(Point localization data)
========

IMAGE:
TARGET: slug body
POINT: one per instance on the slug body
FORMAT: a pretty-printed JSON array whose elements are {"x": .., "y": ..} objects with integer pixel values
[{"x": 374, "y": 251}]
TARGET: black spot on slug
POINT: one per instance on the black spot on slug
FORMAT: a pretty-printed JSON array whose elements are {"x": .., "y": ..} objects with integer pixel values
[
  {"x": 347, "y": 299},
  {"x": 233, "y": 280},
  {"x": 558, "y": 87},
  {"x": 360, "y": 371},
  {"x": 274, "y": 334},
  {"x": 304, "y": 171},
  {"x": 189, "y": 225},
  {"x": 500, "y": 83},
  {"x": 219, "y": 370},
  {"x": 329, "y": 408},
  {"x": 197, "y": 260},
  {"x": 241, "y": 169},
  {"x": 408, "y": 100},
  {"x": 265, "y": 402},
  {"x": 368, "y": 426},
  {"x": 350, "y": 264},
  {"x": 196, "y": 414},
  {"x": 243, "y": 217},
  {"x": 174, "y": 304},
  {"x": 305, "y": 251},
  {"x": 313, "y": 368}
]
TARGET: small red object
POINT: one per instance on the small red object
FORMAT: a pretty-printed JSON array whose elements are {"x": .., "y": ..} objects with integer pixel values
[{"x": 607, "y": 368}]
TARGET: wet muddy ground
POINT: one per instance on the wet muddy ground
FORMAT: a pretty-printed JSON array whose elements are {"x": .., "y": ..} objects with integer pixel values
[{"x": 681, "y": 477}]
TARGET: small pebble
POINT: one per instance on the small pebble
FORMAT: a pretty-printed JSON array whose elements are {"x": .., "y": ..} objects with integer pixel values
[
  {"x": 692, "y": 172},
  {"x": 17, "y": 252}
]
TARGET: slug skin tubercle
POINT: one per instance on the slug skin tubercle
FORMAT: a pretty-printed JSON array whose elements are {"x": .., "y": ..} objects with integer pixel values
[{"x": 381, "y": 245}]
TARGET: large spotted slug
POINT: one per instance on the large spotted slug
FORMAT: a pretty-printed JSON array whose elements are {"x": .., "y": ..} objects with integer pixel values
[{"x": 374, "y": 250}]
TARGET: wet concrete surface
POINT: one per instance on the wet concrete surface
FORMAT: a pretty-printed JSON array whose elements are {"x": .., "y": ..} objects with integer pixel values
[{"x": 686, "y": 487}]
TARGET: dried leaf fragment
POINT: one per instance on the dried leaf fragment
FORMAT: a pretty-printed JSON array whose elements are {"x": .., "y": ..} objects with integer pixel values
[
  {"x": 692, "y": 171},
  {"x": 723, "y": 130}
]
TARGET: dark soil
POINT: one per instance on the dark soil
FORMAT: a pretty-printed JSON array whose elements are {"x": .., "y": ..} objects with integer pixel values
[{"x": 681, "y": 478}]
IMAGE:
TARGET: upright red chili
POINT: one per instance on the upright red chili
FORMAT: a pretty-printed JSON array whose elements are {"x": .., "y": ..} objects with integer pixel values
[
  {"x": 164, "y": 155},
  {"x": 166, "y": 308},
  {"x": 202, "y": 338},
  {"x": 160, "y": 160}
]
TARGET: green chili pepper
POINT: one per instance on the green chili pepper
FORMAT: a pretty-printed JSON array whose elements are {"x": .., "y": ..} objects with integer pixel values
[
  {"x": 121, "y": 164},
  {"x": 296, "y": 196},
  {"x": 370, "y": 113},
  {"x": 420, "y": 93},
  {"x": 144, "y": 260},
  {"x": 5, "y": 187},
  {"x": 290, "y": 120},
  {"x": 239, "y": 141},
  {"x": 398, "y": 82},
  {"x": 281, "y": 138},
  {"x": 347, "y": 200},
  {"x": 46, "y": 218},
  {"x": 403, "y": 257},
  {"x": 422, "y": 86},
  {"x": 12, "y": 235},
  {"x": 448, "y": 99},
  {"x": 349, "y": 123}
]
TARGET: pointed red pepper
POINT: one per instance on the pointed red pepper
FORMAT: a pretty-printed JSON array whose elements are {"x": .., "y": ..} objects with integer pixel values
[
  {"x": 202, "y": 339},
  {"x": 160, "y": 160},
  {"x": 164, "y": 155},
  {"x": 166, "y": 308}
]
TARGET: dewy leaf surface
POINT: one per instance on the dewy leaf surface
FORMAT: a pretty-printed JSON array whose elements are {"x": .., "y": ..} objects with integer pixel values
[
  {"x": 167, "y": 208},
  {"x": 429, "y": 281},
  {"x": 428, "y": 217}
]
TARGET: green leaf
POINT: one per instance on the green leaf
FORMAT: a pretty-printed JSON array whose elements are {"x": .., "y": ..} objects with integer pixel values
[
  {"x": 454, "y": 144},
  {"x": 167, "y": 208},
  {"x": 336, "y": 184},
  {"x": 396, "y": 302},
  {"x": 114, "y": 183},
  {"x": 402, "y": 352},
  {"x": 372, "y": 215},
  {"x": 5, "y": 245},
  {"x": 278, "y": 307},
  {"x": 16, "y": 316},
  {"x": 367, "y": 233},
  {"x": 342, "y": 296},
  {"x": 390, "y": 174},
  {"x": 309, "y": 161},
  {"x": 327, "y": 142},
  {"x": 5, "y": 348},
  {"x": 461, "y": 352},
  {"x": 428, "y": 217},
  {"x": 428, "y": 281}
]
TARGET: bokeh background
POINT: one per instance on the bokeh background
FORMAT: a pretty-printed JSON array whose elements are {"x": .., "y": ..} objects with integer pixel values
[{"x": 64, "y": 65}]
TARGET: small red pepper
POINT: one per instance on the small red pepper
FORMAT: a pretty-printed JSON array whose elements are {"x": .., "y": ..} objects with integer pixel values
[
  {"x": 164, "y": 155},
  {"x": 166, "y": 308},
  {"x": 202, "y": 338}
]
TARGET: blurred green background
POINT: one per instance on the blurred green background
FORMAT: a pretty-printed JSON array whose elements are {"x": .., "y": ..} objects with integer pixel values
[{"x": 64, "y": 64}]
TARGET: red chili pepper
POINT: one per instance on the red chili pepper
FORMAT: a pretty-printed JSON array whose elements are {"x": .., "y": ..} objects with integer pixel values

========

Exercise >> Would you output all the records above exactly as written?

Output of the exercise >>
IMAGE:
TARGET: slug body
POINT: one per instance on the slug body
FORMAT: a pretty-printed JSON array whose elements are {"x": .., "y": ..} objects with integer pixel values
[{"x": 374, "y": 251}]
TARGET: black spot on slug
POINT: one per instance on the black spot on slug
FORMAT: a pretty-printed JSON array whose elements are {"x": .., "y": ..} objects with integer pixel values
[
  {"x": 347, "y": 299},
  {"x": 233, "y": 280},
  {"x": 558, "y": 87},
  {"x": 360, "y": 371},
  {"x": 274, "y": 334},
  {"x": 304, "y": 171},
  {"x": 189, "y": 225},
  {"x": 500, "y": 83},
  {"x": 219, "y": 370},
  {"x": 329, "y": 408},
  {"x": 197, "y": 260},
  {"x": 241, "y": 169},
  {"x": 408, "y": 100},
  {"x": 265, "y": 402},
  {"x": 368, "y": 426},
  {"x": 350, "y": 264},
  {"x": 196, "y": 414},
  {"x": 243, "y": 217},
  {"x": 174, "y": 304},
  {"x": 305, "y": 251},
  {"x": 313, "y": 368}
]
TARGET: small red object
POINT: one per instance on the small red object
FORMAT: a pretty-printed JSON array whose elements are {"x": .., "y": ..} objects with integer pixel values
[{"x": 607, "y": 368}]
TARGET: wet muddy ground
POINT: one per instance on the wet muddy ground
FORMAT: a pretty-printed JSON array whose elements are {"x": .., "y": ..} objects with integer pixel values
[{"x": 681, "y": 477}]
TARGET: small pebble
POINT: one per instance on the small pebble
FORMAT: a pretty-printed JSON array whose elements are {"x": .., "y": ..} objects with integer pixel values
[
  {"x": 692, "y": 172},
  {"x": 17, "y": 252}
]
TARGET: slug skin tubercle
POINT: one per instance on the slug skin tubercle
FORMAT: a pretty-printed JSON array whose elements are {"x": .., "y": ..} objects with integer pixel values
[{"x": 381, "y": 245}]
TARGET: large spotted slug
POINT: one per instance on the large spotted slug
FORMAT: a pretty-printed JSON array whose elements are {"x": .., "y": ..} objects with integer pixel values
[{"x": 374, "y": 250}]
TARGET: wet concrete surface
POINT: one per instance on the wet concrete surface
FORMAT: a pretty-printed JSON array whose elements are {"x": .., "y": ..} objects with integer pixel values
[{"x": 686, "y": 487}]
TARGET: dried leaf fragment
POINT: one per instance on the dried leaf fragment
FORMAT: a pretty-printed JSON array whose elements are {"x": .., "y": ..} objects with integer pixel values
[
  {"x": 692, "y": 171},
  {"x": 723, "y": 130}
]
TARGET: dark soil
POINT: one per instance on the dark soil
FORMAT: a pretty-printed JSON array whose elements are {"x": .., "y": ..} objects with integer pixel values
[{"x": 681, "y": 478}]
IMAGE:
TARGET: upright red chili
POINT: one per instance on the upright red chili
FORMAT: a pretty-printed JSON array whose elements are {"x": .., "y": ..} objects with integer pixel values
[
  {"x": 164, "y": 155},
  {"x": 166, "y": 308},
  {"x": 202, "y": 338},
  {"x": 160, "y": 160}
]
TARGET: green chili pepper
POINT: one per instance on the green chili pepper
FORMAT: a pretty-printed JSON array whose elements are {"x": .., "y": ..} objects with integer pixel values
[
  {"x": 121, "y": 164},
  {"x": 296, "y": 196},
  {"x": 370, "y": 113},
  {"x": 420, "y": 93},
  {"x": 144, "y": 260},
  {"x": 5, "y": 187},
  {"x": 290, "y": 120},
  {"x": 239, "y": 141},
  {"x": 398, "y": 82},
  {"x": 281, "y": 138},
  {"x": 347, "y": 200},
  {"x": 46, "y": 218},
  {"x": 403, "y": 257},
  {"x": 422, "y": 86},
  {"x": 12, "y": 235},
  {"x": 448, "y": 99},
  {"x": 349, "y": 123}
]
TARGET: pointed red pepper
POINT: one per instance on the pointed red pepper
FORMAT: a pretty-printed JSON array whose elements are {"x": .., "y": ..} objects with integer pixel values
[
  {"x": 202, "y": 339},
  {"x": 160, "y": 160},
  {"x": 164, "y": 155},
  {"x": 166, "y": 308}
]
TARGET: dewy leaf surface
POINT: one per instance on the dewy leaf surface
FORMAT: a pretty-printed JSON array whose elements are {"x": .., "y": ..} objects with integer pixel values
[
  {"x": 167, "y": 208},
  {"x": 429, "y": 281},
  {"x": 428, "y": 217}
]
TARGET: green leaf
POINT: one per instance on the green leaf
FORMAT: a pretty-printed JSON array whose elements are {"x": .., "y": ..} objects with integer pixel values
[
  {"x": 454, "y": 144},
  {"x": 167, "y": 208},
  {"x": 336, "y": 184},
  {"x": 396, "y": 302},
  {"x": 114, "y": 183},
  {"x": 402, "y": 352},
  {"x": 372, "y": 215},
  {"x": 5, "y": 245},
  {"x": 278, "y": 307},
  {"x": 16, "y": 316},
  {"x": 367, "y": 233},
  {"x": 342, "y": 296},
  {"x": 390, "y": 174},
  {"x": 309, "y": 161},
  {"x": 327, "y": 142},
  {"x": 5, "y": 348},
  {"x": 461, "y": 352},
  {"x": 428, "y": 217},
  {"x": 428, "y": 281}
]
TARGET: bokeh background
POINT: one per instance on the bokeh background
FORMAT: a pretty-printed JSON array whose elements are {"x": .., "y": ..} objects with integer pixel values
[{"x": 64, "y": 65}]
TARGET: small red pepper
POINT: one per instance on the small red pepper
FORMAT: a pretty-printed JSON array whose elements are {"x": .., "y": ..} objects with integer pixel values
[
  {"x": 164, "y": 155},
  {"x": 166, "y": 308},
  {"x": 202, "y": 338}
]
TARGET: blurred green background
POINT: one per instance on the blurred green background
FORMAT: a pretty-printed JSON array whose elements are {"x": .., "y": ..} objects with integer pixel values
[{"x": 64, "y": 64}]
TARGET: red chili pepper
POINT: one per instance on the red chili pepper
FORMAT: a pretty-printed JSON array whose elements are {"x": .., "y": ..} objects with integer pixel values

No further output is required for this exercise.